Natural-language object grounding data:

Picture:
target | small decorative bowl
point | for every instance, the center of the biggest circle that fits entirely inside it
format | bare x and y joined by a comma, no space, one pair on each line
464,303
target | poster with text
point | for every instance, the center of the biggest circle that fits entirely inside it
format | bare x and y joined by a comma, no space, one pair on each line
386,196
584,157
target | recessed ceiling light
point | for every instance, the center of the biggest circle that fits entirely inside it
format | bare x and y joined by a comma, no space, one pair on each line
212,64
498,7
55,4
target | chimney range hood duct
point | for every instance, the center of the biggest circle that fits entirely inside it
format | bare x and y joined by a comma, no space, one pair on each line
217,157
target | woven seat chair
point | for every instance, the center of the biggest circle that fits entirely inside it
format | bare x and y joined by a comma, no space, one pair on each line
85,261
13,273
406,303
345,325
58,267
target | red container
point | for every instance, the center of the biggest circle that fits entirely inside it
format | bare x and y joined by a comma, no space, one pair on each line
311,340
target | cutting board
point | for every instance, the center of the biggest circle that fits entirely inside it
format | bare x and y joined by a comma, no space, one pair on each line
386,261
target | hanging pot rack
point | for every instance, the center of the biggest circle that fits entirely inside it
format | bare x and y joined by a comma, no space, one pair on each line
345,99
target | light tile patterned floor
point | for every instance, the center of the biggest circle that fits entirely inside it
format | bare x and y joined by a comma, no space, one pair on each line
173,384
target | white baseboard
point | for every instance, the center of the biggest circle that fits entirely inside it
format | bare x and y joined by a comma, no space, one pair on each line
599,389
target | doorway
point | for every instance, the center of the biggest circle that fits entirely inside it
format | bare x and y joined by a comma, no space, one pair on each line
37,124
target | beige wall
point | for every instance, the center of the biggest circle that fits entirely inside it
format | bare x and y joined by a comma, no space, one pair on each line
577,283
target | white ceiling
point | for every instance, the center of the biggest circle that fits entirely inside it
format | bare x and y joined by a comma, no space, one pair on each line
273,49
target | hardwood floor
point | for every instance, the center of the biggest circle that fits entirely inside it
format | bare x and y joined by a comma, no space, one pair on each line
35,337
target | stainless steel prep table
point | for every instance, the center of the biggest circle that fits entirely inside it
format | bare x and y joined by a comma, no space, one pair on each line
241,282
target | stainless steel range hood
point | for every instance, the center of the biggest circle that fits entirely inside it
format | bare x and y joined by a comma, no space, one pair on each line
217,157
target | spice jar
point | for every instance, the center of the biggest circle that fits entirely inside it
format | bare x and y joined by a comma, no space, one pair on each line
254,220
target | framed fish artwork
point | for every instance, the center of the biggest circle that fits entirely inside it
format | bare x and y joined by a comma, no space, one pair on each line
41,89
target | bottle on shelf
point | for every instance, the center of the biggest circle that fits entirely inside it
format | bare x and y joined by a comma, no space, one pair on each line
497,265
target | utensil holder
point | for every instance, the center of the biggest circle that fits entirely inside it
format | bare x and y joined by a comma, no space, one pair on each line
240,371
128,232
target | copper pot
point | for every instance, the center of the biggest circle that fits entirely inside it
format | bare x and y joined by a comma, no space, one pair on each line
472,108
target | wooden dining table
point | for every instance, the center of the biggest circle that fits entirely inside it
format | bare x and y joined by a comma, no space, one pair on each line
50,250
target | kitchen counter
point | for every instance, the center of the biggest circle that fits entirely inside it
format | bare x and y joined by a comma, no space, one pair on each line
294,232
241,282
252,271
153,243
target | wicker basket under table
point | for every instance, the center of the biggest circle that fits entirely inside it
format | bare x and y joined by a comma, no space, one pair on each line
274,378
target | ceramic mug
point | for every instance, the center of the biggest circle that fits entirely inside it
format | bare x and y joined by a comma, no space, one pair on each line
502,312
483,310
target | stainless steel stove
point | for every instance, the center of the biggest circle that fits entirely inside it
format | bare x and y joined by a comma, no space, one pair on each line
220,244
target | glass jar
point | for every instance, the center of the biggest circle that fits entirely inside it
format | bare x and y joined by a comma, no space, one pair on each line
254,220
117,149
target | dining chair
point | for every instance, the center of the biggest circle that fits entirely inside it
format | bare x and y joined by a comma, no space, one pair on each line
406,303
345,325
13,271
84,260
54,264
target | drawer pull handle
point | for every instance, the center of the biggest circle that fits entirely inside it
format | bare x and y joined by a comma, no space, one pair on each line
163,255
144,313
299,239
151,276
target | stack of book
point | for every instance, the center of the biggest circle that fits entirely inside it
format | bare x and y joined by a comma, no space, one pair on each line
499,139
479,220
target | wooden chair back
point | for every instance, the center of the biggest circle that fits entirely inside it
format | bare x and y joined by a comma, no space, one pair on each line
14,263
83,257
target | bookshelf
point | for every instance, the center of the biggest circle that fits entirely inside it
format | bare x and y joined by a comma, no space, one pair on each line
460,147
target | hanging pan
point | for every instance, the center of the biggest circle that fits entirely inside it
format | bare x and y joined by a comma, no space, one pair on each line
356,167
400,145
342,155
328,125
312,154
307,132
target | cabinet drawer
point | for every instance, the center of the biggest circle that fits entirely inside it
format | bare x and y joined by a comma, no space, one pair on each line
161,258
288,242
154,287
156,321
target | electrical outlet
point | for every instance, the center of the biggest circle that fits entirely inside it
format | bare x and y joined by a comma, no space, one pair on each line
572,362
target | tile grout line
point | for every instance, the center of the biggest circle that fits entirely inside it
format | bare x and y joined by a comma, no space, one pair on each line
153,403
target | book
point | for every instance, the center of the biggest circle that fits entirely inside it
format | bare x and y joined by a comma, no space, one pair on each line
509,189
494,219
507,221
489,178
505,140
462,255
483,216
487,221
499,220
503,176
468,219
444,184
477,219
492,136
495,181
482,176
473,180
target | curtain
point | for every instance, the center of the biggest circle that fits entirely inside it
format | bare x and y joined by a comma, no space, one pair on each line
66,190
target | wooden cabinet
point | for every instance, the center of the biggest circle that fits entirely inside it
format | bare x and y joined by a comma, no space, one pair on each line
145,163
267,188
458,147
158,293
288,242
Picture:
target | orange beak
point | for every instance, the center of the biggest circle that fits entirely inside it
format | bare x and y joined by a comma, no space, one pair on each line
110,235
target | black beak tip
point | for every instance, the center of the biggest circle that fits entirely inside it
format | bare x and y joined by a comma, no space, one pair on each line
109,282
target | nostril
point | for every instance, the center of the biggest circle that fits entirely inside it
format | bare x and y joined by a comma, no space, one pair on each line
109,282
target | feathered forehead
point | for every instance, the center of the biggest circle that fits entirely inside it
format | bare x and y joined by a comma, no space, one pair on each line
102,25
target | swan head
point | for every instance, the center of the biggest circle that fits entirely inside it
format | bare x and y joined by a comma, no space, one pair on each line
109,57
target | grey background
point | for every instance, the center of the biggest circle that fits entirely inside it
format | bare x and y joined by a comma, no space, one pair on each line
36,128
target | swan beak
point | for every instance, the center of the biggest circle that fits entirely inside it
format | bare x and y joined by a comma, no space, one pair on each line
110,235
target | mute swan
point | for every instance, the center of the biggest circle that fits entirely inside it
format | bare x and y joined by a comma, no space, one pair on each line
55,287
==
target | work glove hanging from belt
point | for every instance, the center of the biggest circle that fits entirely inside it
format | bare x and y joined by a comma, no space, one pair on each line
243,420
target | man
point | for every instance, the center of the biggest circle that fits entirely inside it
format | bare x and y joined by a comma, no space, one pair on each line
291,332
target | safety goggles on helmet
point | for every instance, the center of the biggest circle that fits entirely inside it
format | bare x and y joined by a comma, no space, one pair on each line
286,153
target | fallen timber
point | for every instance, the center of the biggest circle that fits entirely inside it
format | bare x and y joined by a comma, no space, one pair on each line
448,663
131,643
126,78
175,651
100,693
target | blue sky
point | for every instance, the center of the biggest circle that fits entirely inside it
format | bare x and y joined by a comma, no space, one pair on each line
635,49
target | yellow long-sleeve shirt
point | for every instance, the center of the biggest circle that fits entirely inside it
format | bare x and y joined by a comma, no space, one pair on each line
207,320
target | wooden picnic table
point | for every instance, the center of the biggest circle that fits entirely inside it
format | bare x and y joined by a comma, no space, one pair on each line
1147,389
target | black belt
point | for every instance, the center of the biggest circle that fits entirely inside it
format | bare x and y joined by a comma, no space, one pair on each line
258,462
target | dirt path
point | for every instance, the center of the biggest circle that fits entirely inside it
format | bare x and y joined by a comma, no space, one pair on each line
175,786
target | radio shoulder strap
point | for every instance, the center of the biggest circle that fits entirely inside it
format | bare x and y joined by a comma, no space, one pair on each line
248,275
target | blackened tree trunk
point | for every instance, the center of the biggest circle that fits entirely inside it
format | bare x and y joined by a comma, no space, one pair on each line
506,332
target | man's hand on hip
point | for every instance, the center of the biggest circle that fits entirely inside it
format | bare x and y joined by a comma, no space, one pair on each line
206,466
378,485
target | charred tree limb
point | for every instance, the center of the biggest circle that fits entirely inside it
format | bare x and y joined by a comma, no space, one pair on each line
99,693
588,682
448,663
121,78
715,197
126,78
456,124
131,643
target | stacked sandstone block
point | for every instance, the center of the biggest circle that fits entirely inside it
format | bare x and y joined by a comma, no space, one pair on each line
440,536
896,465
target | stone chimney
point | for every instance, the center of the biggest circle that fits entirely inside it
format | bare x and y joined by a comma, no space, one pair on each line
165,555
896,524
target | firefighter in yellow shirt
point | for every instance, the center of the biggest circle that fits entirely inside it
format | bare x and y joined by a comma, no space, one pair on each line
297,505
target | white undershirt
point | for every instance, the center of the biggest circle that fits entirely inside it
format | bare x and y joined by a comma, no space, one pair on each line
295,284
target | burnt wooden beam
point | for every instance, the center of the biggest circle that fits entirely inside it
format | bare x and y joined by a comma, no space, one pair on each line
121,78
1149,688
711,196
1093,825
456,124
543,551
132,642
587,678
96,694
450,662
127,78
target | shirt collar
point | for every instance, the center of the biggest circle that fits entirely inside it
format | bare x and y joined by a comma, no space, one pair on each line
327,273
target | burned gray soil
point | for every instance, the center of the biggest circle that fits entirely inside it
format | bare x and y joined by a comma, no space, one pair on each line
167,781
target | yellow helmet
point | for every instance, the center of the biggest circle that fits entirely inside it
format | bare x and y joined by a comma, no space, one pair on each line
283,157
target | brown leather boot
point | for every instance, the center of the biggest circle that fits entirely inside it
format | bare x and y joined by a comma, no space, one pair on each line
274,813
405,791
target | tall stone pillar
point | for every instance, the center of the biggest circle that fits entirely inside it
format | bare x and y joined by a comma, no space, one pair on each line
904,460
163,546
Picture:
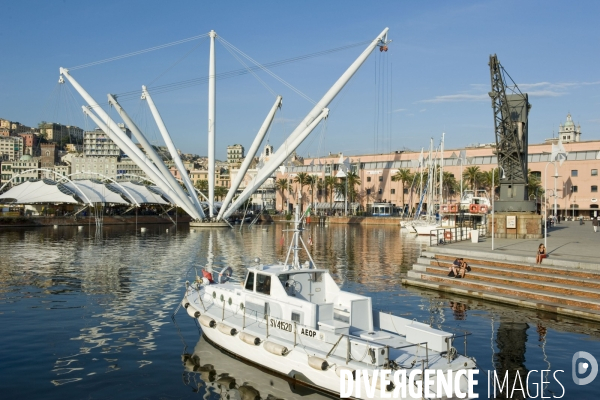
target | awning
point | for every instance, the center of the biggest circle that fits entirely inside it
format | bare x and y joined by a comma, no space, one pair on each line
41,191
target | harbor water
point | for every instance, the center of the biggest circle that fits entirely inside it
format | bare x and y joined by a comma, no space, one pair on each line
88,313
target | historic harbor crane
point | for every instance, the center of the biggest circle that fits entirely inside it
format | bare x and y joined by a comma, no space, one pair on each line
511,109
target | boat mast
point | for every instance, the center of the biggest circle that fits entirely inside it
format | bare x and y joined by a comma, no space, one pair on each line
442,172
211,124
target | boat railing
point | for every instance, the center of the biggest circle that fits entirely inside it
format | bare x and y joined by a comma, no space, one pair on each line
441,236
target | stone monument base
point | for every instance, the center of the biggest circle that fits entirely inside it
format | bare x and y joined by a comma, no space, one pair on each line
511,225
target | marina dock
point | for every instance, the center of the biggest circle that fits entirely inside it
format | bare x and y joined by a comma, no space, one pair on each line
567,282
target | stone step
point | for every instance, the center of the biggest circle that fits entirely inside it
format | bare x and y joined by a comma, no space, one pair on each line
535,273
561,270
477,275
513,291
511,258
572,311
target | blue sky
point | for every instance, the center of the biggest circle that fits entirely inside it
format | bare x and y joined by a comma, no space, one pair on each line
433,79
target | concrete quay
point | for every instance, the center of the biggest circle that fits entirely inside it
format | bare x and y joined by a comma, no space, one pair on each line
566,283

What you need to do> Extract from the records above the lines from the one containing "target | charred tree limb" to the one containing "target | stacked sandstone block", both lines included, exactly as they appear and with nothing else.

Answer to this task>
target | charred tree limb
point | for every instance, the center of the biggest circle that fits entirely inside it
format | bare x and y joined by a comma, no space, one pair on each line
99,693
588,682
448,663
121,78
715,197
126,78
456,124
131,643
target | stacked sandstone block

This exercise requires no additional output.